=== Section Start ===

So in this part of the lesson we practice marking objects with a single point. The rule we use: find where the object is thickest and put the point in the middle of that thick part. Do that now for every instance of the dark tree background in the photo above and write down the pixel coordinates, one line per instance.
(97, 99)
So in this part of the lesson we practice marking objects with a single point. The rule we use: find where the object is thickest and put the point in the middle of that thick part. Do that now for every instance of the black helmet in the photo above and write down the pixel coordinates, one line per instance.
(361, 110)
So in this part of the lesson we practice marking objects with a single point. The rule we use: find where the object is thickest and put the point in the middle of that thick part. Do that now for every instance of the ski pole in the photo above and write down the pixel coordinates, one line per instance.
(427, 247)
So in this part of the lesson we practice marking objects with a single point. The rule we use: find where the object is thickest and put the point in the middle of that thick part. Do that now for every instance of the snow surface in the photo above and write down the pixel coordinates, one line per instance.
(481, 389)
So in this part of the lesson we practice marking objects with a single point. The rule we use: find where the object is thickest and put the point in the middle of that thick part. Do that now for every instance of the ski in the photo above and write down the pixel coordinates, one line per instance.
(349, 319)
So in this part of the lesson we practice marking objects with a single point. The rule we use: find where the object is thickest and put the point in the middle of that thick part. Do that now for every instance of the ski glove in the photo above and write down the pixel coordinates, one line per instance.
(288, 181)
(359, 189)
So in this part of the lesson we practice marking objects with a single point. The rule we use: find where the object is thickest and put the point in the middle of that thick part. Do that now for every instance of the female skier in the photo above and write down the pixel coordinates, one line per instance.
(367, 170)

=== Section End ===

What you will do – Reproduce every line above. Keep it exact.

Exercise result –
So in this part of the lesson we practice marking objects with a single point. The rule we use: find where the object is thickest and put the point in the middle of that thick part. Do that now for every instance of the dark tree background in the photo above and write down the pixel coordinates, one line per instance.
(97, 99)
So in this part of the lesson we practice marking objects with a single point. The rule we use: find where the object is thickest and put the point in the middle of that thick part. Do that now for every instance of the black helmet in the photo above and write down the pixel coordinates, one line per instance.
(361, 110)
So in this part of the lesson we practice marking objects with a single point. The rule we use: find where the object is thickest and put the point in the middle of that thick part. Do that now for every instance of the ski pole in the photo above and write down the pixel coordinates, one line per instance.
(427, 247)
So in this part of the lesson we practice marking objects with a single point. The rule we use: find where the object is thickest and put the point in the middle of that thick part. Do that now for every instance of the snow surface in the photo above and write down the pixel coordinates, one line per instance.
(481, 389)
So in this part of the lesson we practice marking objects with a single point. The rule we use: find where the object is thickest and put the point in the middle of that thick part. Do that now for every instance of the ski in the photo above and write down the pixel coordinates, one line per instance.
(349, 319)
So in this part of the lesson we practice marking objects with a single point. The rule we use: find where the object is thickest and put the point in the middle of that thick part. Do that now for every instance of the ski glove in the photo above and write down the pixel coordinates, one line per instance.
(288, 181)
(359, 189)
So in this part of the lesson we practice marking objects with a single point. The rule we use: find where the object is thickest and put the point in the middle of that thick part. Do that now for every instance of the female skier in the photo above and write down the pixel coordinates, one line per instance.
(367, 170)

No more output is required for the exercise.